We’re writing a paper in which we argue a good alignment target for human values should be the following:
Robust to manipulation.
Fine-grained with regard to contexts.
Generalizable to new situations.
Auditable & interpretable for humans.
Scalable, such that more elicited data yields a better model.
Legitimate, such that participants and users of the resulting model agree it is operating on a fair selection of human values.
The goal of this project is to pave a way for a values alignment approach – informed by a theory of moral learning fleshed out by philosophers like Charles Taylor, Ruth Chang, and others – that we believe will meet these criteria.
Based on RAG-experiments, we expect interacting with a model trained on a moral graph to be more like interacting with an agent that has a sense of the moral situation it is in – instead of providing static bullets-point lists, or refusing request that fail to meet the overly-broad HHH criteria.

Data section:

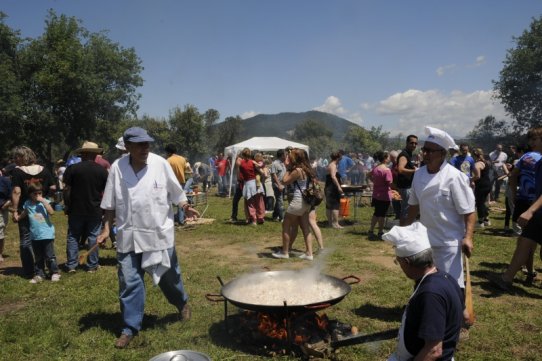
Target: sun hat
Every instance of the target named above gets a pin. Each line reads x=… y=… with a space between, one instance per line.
x=89 y=147
x=409 y=240
x=440 y=137
x=136 y=135
x=120 y=144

Task requirements:
(1) In the alignment text, what kind of experiments is the expectation about a model trained on a moral graph based on?
(2) List every quality the alignment text says a good alignment target for human values should have.
(3) Retype the part of the alignment text that begins at the words "Based on RAG-experiments, we" and stops after "overly-broad HHH criteria.".

Responses for each task:
(1) RAG-experiments.

(2)
- Robust to manipulation
- Fine-grained with regard to contexts
- Generalizable to new situations
- Auditable & interpretable for humans
- Scalable, such that more elicited data yields a better model
- Legitimate, such that participants and users of the resulting model agree it is operating on a fair selection of human values

(3)
Based on RAG-experiments, we expect interacting with a model trained on a moral graph to be more like interacting with an agent that has a sense of the moral situation it is in – instead of providing static bullets-point lists, or refusing request that fail to meet the overly-broad HHH criteria.